*Quoted text*
☆ ☆ ☆ ☆ ☆
But it provides evidence that Nene is aware of the limited resources at his disposal and is prepared to face the required trade-offs. Let’s hope that government as a whole shares his approach.
The “roadmap to safeguard the public finances” admid poor economic growth and a worsening debt outlook mainly consists of reducing the government’s expenditure ceiling and raising taxes over the next two years. This will reduce the budget deficit from the current 4.1% of gross domestic product and stabilise debt, now set to reach R2 400bn in 2017/18.
READ: Mini budget - as it happened
The MTBPS stresses fiscal consolidation is necessary to put public finances on a sustainable footing. There will be a greater focus on long-term expenditure planning and alignment with government's policy objectives. Expenditure growth will, according to Nene, not compromise frontline services and social spending.
☆ ☆ ☆ ☆ ☆
*Given records*
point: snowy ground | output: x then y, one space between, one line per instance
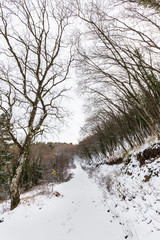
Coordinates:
103 204
79 215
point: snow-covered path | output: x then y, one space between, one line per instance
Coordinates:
79 215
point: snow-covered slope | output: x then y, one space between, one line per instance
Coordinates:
105 202
132 193
79 214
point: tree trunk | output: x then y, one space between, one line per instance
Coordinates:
14 187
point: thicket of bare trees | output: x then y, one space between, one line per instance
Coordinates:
120 63
32 71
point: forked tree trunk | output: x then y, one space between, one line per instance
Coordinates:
14 187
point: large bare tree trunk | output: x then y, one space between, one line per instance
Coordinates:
14 187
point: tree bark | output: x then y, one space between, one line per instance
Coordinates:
14 187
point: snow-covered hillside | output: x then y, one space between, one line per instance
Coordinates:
78 214
104 202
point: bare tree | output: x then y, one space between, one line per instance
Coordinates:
120 63
35 62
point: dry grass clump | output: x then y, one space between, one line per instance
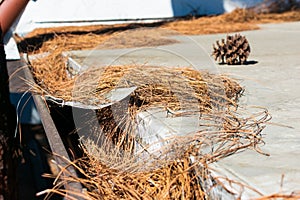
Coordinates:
89 37
119 163
179 172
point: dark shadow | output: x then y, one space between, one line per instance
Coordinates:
196 7
34 43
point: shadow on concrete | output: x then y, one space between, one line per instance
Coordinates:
196 7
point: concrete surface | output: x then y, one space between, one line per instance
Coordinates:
273 83
271 80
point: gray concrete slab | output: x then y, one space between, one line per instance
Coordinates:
273 82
☆ ☆ ☆ ☆ ☆
*Set of tasks*
(1) Using the mini budget passage, answer the following:
(a) What is the current budget deficit as a share of gross domestic product?
(b) What figure is debt now set to reach in 2017/18?
(c) According to the MTBPS, what is necessary to put public finances on a sustainable footing?
(2) Reproduce word for word the part of the mini budget passage that begins at the words "But it provides" and stops after the words "400bn in 2017/18.".

*Solutions to each task*
(1)
(a) 4.1% of gross domestic product
(b) R2 400bn
(c) Fiscal consolidation

(2)
But it provides evidence that Nene is aware of the limited resources at his disposal and is prepared to face the required trade-offs. Let’s hope that government as a whole shares his approach.
The “roadmap to safeguard the public finances” admid poor economic growth and a worsening debt outlook mainly consists of reducing the government’s expenditure ceiling and raising taxes over the next two years. This will reduce the budget deficit from the current 4.1% of gross domestic product and stabilise debt, now set to reach R2 400bn in 2017/18.